Only the lines from the one with "Target: sea" to the end of the records are wanted, each repeated exactly, both ends included.

▼▼▼

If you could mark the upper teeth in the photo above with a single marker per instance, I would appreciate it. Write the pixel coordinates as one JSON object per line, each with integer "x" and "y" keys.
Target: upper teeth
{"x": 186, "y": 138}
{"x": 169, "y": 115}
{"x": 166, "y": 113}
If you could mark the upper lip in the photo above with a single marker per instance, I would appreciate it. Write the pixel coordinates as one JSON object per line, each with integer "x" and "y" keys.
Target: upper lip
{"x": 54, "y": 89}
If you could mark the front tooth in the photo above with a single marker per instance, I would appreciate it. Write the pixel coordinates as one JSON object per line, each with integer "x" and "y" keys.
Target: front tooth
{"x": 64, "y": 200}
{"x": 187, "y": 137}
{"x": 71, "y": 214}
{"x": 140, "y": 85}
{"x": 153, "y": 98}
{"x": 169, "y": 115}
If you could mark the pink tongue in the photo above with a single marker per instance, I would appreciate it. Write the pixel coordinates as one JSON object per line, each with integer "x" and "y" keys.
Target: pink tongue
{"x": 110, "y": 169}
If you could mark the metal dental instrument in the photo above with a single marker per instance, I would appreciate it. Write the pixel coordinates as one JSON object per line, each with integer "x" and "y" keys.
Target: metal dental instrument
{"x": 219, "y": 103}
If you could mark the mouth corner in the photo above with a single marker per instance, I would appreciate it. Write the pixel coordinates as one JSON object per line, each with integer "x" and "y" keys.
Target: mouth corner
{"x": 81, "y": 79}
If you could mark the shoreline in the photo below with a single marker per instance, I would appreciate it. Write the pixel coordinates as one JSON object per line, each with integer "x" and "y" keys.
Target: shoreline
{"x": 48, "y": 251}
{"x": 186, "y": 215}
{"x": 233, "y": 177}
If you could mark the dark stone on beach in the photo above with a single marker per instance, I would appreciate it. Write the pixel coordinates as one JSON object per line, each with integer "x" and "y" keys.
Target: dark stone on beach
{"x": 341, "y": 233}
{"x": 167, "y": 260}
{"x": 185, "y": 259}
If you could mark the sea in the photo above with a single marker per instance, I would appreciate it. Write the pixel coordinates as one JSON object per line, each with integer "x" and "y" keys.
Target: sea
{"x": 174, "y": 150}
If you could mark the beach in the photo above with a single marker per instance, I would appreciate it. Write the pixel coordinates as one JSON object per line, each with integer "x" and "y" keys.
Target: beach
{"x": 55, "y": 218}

▲▲▲

◆ Written answer ◆
Target: sea
{"x": 174, "y": 150}
If you could mark the beach in the photo above with a single marker per instance, I would appreciate it. Write the pixel coordinates as one JSON object per line, each with integer "x" and "y" keys.
Target: beach
{"x": 55, "y": 218}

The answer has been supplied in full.